VMware data protection: An overview of how it works

There is a variety of tools that improve VMware data protection, with advantages in the areas of VM backup, replication and snapshots, compared with a traditional server environment.

This article can also be found in the Premium Editorial Download: IT in Europe: Data protection: Preparing for new EU regulations

If you are set to embark on review of VMware data protection options, there are a couple of areas you need to consider before approaching management with new plans.

Primarily, you have to recognise server virtualisation fundamentally challenges the old ways of protecting data. 

As you probably know, virtual machines (VMs) are encapsulated into a series of discrete files called “virtual disks.” These are presented to the operating system within the VM as if they were physical, but they are in fact files that reside in the virtualisation vendor’s chosen file system.

As they are just files, they can be copied around the network in archive format, which introduces a whole new way of backing up without the need for in-guest backup agents. This can be extremely advantageous because most legacy backup vendors that historically backed up physical servers charge on a per-agent licensing system. In addition, virtualisation has had a big positive influence on other data protection schemes, such as replication and snapshots.

RECORD EXTRACTS:
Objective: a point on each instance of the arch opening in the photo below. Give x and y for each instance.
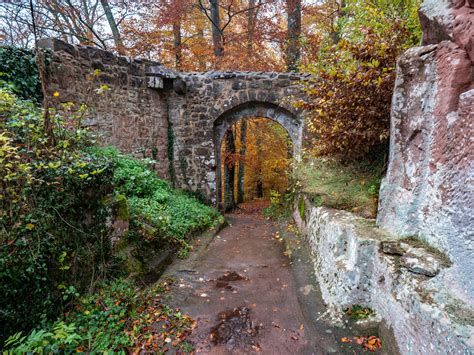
(254, 144)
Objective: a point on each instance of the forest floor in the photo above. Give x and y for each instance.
(247, 295)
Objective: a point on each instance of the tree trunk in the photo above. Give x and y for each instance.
(113, 27)
(258, 148)
(242, 151)
(217, 38)
(177, 44)
(250, 29)
(294, 32)
(229, 171)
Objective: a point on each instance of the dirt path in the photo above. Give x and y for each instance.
(243, 293)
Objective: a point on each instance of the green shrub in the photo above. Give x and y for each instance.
(158, 212)
(116, 318)
(18, 69)
(53, 235)
(353, 187)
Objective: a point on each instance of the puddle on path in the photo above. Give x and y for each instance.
(236, 330)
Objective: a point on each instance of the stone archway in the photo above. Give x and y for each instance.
(288, 120)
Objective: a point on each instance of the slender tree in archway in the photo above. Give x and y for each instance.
(229, 171)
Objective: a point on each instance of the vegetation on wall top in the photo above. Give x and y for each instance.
(18, 69)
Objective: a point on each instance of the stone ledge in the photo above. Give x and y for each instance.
(404, 282)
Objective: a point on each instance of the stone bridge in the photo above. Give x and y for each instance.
(177, 118)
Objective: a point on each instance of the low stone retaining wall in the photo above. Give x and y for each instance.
(401, 279)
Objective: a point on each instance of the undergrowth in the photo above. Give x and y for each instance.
(353, 187)
(118, 318)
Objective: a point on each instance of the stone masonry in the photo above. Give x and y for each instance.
(179, 119)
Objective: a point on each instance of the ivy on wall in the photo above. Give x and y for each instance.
(18, 69)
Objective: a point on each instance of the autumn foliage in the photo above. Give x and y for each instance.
(351, 89)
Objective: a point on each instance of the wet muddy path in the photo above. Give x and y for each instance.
(245, 296)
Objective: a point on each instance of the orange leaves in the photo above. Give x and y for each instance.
(350, 94)
(371, 343)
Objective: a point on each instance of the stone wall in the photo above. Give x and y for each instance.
(401, 279)
(148, 106)
(429, 187)
(130, 116)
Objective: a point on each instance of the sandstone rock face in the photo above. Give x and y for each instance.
(429, 187)
(404, 282)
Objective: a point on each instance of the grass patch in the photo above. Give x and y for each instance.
(357, 312)
(352, 187)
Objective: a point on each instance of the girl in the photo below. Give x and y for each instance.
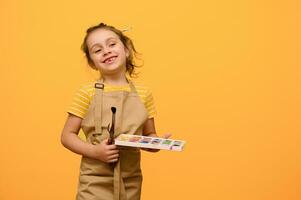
(110, 52)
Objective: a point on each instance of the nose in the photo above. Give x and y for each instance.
(106, 51)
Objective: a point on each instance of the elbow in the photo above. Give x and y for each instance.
(63, 139)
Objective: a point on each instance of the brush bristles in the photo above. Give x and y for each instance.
(113, 110)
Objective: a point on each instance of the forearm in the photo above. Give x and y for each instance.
(72, 142)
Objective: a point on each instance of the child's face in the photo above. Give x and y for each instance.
(107, 51)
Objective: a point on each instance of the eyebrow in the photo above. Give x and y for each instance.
(110, 38)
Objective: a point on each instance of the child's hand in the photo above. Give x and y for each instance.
(165, 136)
(106, 152)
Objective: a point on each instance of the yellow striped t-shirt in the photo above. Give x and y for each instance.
(81, 101)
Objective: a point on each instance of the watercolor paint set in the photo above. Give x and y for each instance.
(149, 142)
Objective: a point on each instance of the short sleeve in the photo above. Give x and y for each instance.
(80, 103)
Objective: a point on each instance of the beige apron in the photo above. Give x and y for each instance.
(98, 180)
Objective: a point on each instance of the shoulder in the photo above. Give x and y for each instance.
(87, 89)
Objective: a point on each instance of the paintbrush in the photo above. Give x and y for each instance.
(112, 129)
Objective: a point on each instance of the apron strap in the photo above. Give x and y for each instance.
(133, 88)
(99, 86)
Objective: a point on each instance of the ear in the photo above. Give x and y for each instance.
(127, 52)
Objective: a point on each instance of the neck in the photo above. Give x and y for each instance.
(115, 79)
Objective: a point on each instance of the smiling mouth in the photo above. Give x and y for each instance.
(110, 60)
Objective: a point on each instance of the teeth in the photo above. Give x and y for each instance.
(110, 59)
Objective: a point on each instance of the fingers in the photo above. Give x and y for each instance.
(166, 135)
(113, 160)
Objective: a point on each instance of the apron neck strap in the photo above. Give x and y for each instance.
(99, 87)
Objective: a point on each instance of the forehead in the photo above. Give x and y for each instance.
(100, 36)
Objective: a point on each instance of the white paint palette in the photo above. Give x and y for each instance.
(149, 142)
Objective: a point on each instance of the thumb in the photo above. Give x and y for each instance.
(166, 135)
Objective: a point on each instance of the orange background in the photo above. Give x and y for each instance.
(225, 76)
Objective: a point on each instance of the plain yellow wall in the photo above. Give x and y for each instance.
(225, 76)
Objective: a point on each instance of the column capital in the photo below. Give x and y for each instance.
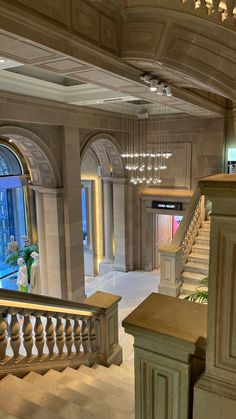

REQUEST: From the VMware data protection overview, write out word for word the part starting with "Primarily, you have" and going on through "chosen file system.".

CORRECT RESULT:
Primarily, you have to recognise server virtualisation fundamentally challenges the old ways of protecting data. 

As you probably know, virtual machines (VMs) are encapsulated into a series of discrete files called “virtual disks.” These are presented to the operating system within the VM as if they were physical, but they are in fact files that reside in the virtualisation vendor’s chosen file system.